__TEXTE À LIRE__
━━━━━━━━━━
Les instituts de sondage ne prévoyaient pas que la votation d’initiative populaire sur l’interdiction des minarets serait acceptée par la population. La classe politique, impréparée, se retrouve donc dans l’embarras. L’extrême droite elle-même est divisée, car les conséquences économiques et diplomatiques risquent d’être graves pour la Confédération, comme au Danemark après la publication de caricatures du Prophète. Mais les réactions de colère des musulmans restent ce lundi mesurées et la lutte contre l’interdiction aura pour l’instant lieu sur un terrain politique et judiciaire
Une femme en niqab, avec derrière elle un drapeau suisse parsemé de minarets qui ressemblent furieusement à des missiles. « Stop », dit simplement l’affiche. La campagne de la votation populaire lancée en 2007 par 14 membres de l’Union démocratique du centre (UDC, extrême droite) et 2 membres de l’Union démocratique fédérale (UDF, extrême droite) portait donc sur l’amalgame entre musulmans et islamistes. Oskar Freysinger, principal initiateur, est allé, pour appuyer son propos, jusqu’à comparer la supposée montée de l’islamisme avec la montée du nazisme dans les années 1930.
Après les résultats du scrutin, dimanche, favorables à l’interdiction de la construction de nouveaux minarets, l’heure est à la consternation en Suisse, mais aussi dans de nombreux pays. Créditée dans les sondages d’à peine un tiers des voix, la proposition en aura finalement obtenu presque le double, avec 57,5% des voix. Et bien peu sont les organisations prêtes à assumer ce résultat.
Le fantôme danois hante les Alpes suisses
Si les partis extrémistes européens laissent éclater leur joie, l’UDC est plus que mesurée dans sa réaction. Si le parti a officiellement pris position en faveur de l’interdiction des minarets, Le Temps relève que les divisions risquent de provoquer une crise entre l’aile traditionaliste et celle plus portée sur la défense des intérêts économiques suisses.
Chacun a en mémoire l’affaire des caricatures de Mahomet, publiées en 2005 dans le journal conservateur danois Jyllands-Posten. Des réactions de colère s’étaient exprimées dans plusieurs pays musulmans, suite à une campagne orchestrée par une organisation fondamentaliste. Les conséquences économiques avaient alors été pour le pays une perte supérieure au milliard de francs suisse (670 millions d’euros), rappelle 24 heures. 5% des relations commerciales extérieures suisses se font avec des pays musulmans, ajoute le quotidien.
━━━━━━━━━━
__DONNÉES DISPONIBLES__
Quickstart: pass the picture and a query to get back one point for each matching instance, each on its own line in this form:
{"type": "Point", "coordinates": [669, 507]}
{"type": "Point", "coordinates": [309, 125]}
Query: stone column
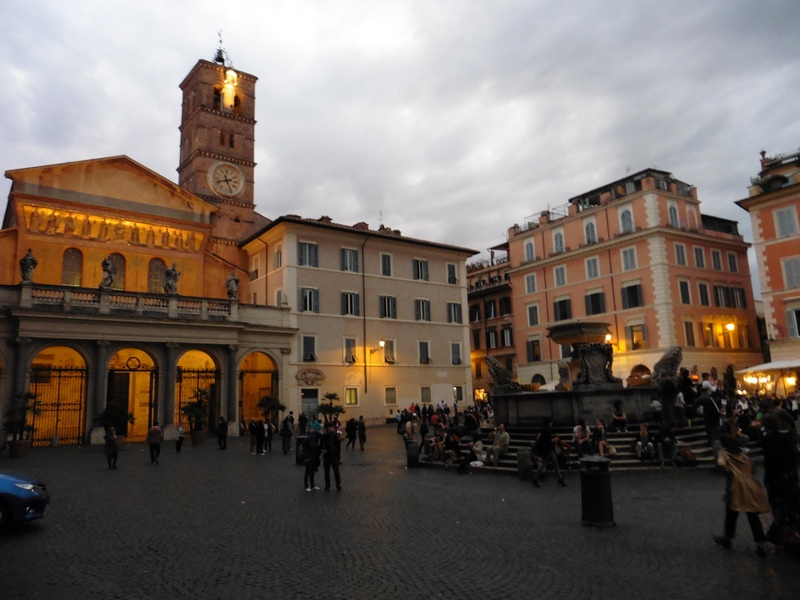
━━━━━━━━━━
__CONSIGNES DE TRAVAIL__
[A] Répondez à ces questions d'après le texte sur l'interdiction des minarets :
(i) Quel pourcentage des voix la proposition a-t-elle obtenu ?
(ii) En quelle année et dans quel journal les caricatures de Mahomet ont-elles été publiées ?
(iii) Combien de membres de l'UDC ont lancé la votation en 2007 ?
[B] D'après le texte sur l'interdiction des minarets, pourquoi l'extrême droite elle-même est-elle divisée ? Répondez en une à trois phrases.

__RÉPONSES RÉDIGÉES__
[A]
(i) 57,5 % des voix.
(ii) En 2005, dans le journal conservateur danois Jyllands-Posten.
(iii) 14 membres.

[B] L'extrême droite est divisée parce que les conséquences économiques et diplomatiques de l'interdiction risquent d'être graves pour la Confédération, comme au Danemark après la publication des caricatures du Prophète. Au sein de l'UDC, ces divisions risquent de provoquer une crise entre l'aile traditionaliste et celle plus portée sur la défense des intérêts économiques suisses.